[BEGIN Recorded information]

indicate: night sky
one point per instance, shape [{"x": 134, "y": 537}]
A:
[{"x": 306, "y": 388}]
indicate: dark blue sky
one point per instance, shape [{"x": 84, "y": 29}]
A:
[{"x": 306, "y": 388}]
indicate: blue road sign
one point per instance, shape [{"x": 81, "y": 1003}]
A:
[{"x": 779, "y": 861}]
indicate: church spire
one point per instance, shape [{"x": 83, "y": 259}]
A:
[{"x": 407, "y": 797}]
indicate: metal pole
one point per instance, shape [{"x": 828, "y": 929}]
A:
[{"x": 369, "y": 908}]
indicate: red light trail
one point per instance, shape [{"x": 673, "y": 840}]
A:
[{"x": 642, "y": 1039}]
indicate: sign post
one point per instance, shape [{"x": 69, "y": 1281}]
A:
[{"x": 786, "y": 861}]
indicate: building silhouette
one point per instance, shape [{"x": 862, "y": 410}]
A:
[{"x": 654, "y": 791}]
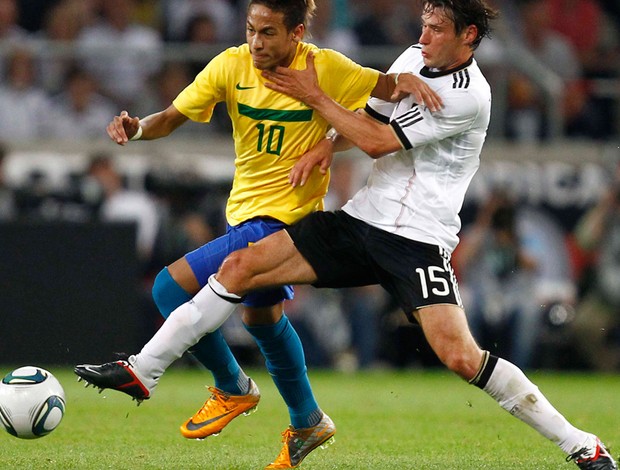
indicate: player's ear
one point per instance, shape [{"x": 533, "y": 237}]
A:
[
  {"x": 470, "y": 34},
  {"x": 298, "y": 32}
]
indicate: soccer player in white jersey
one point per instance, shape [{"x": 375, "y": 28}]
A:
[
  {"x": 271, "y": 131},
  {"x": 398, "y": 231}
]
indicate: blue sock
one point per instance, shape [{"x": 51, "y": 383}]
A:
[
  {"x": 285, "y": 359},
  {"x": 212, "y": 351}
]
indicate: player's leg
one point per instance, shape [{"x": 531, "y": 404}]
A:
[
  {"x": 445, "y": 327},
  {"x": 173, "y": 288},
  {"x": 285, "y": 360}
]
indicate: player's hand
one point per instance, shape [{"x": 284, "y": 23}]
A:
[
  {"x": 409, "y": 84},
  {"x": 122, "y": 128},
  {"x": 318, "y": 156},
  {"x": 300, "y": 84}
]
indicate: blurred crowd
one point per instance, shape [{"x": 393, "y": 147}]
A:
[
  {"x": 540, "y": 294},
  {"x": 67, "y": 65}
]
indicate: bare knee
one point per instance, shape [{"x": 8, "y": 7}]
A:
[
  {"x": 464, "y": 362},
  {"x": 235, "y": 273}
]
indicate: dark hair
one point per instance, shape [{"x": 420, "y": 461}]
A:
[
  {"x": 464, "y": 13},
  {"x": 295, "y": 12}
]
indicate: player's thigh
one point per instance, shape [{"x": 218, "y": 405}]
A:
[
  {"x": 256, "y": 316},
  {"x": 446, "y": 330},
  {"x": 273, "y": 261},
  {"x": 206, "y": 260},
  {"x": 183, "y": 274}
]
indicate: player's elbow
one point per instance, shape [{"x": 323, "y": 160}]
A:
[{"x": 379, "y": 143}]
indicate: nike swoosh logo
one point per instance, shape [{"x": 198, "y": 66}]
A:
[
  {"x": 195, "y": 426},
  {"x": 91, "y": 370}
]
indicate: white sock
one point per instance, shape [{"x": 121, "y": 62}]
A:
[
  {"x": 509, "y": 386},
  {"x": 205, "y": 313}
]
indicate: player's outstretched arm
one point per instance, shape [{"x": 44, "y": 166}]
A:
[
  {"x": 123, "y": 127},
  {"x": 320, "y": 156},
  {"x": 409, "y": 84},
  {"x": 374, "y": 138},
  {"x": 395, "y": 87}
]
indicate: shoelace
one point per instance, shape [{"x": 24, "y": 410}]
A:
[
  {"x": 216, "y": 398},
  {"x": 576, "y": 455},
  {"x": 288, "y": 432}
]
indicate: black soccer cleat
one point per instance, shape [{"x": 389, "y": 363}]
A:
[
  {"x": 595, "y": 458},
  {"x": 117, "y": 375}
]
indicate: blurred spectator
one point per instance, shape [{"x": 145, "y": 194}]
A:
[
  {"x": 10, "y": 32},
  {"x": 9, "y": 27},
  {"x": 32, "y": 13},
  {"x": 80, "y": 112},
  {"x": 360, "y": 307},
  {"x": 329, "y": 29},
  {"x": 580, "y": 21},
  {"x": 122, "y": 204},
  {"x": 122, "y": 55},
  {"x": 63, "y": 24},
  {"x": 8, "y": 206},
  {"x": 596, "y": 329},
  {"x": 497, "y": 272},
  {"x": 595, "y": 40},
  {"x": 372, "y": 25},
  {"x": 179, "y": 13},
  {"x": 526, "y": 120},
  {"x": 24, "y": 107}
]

[END Recorded information]
[BEGIN Recorded information]

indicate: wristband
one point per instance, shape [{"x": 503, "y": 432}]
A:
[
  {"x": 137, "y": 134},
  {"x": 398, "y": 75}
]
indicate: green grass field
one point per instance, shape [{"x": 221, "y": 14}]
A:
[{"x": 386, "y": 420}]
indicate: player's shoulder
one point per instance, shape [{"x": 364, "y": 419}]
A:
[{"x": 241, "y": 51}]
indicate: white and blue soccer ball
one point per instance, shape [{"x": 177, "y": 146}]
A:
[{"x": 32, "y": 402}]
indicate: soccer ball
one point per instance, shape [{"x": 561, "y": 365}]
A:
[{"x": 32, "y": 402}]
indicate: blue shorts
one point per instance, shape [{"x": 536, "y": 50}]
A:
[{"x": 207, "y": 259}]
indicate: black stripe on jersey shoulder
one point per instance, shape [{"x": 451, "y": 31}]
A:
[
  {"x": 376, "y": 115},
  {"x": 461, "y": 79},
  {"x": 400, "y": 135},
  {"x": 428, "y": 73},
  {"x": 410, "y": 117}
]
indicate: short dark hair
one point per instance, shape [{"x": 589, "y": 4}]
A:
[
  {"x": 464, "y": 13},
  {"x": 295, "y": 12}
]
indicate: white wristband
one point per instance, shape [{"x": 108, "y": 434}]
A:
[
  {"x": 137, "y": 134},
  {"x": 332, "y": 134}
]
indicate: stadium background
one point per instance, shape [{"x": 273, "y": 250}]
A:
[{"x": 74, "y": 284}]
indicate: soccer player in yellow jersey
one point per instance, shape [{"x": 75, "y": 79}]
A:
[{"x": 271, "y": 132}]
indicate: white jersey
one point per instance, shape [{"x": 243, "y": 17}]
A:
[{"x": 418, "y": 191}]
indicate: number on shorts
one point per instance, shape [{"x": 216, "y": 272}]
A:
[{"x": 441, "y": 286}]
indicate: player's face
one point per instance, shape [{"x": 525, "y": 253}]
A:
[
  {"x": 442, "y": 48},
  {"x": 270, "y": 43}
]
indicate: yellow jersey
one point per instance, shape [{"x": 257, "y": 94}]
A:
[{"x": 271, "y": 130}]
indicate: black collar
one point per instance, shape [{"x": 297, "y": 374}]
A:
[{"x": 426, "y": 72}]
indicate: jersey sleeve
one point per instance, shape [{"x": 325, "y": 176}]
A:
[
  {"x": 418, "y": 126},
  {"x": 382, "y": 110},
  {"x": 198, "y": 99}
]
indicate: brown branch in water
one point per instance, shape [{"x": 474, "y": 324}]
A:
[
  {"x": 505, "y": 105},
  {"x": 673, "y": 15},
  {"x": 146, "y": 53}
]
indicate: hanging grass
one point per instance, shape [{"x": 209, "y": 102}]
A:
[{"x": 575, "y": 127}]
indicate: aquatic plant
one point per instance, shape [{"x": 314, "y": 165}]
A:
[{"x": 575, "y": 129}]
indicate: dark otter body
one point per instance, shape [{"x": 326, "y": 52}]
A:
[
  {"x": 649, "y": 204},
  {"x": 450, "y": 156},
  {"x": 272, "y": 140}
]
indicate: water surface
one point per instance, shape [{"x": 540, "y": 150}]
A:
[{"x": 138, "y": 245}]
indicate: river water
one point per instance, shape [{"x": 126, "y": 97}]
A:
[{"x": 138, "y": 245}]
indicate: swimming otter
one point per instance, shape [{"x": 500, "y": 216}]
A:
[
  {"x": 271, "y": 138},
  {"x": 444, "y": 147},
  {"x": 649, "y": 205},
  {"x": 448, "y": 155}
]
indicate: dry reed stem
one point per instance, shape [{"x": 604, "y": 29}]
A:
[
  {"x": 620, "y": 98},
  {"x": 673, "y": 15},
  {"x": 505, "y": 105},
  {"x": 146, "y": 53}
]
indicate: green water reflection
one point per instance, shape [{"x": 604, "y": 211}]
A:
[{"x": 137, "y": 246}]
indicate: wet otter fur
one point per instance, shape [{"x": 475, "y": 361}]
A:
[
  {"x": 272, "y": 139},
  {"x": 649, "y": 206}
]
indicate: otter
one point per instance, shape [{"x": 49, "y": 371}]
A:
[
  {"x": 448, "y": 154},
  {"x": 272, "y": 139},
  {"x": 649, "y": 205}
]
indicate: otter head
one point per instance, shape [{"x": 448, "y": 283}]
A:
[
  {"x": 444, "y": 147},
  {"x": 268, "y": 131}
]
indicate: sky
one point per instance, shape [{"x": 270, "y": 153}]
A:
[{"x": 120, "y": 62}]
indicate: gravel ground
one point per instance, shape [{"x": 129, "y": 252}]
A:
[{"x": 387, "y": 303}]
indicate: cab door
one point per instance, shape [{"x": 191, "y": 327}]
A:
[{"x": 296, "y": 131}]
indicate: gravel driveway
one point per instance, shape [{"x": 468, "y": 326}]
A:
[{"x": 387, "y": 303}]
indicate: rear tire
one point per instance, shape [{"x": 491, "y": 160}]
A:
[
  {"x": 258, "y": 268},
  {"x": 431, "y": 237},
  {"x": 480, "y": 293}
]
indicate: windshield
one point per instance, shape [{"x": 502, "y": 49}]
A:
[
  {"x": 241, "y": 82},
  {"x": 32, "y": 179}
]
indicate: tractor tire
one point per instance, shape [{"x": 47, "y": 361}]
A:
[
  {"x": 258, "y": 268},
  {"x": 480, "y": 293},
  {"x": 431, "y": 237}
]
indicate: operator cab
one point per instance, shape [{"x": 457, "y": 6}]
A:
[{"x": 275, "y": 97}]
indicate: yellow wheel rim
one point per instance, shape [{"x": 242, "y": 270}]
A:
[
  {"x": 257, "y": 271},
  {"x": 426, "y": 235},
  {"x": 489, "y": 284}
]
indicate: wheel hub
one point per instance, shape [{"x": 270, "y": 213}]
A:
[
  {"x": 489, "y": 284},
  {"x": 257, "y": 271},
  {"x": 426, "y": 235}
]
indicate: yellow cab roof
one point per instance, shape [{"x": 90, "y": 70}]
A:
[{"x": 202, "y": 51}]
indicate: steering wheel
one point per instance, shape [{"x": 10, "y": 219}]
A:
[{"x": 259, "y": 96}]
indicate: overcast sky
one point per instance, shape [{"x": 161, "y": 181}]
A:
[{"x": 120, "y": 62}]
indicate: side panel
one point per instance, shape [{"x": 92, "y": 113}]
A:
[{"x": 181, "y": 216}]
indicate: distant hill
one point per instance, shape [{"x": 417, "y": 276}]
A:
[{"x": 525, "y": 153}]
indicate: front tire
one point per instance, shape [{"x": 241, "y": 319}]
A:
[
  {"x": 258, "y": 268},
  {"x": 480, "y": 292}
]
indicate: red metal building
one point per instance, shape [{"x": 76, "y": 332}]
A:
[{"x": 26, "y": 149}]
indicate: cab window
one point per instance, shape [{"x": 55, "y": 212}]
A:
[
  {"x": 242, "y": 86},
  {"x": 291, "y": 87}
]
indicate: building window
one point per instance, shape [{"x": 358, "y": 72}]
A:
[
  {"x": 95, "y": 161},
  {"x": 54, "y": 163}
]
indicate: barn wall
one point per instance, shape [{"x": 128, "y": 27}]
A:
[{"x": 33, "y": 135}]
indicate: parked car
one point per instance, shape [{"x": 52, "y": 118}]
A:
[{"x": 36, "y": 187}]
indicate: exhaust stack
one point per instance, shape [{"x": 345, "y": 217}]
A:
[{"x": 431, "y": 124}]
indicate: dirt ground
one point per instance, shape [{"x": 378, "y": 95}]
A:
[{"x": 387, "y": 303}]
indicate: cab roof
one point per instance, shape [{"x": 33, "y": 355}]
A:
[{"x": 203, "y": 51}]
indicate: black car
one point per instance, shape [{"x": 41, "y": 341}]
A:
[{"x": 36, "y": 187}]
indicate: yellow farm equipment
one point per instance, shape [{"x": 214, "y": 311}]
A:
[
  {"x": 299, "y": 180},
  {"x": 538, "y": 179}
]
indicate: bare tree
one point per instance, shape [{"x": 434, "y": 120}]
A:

[END Recorded information]

- What is expected:
Pull out every line from the two blocks above that contains the word "black". Treat uppercase and lowercase as different, so only lines matching its case count.

- Exercise answer:
indicate: black soccer cleat
indicate: black stripe on jersey shoulder
indicate: black collar
indicate: black car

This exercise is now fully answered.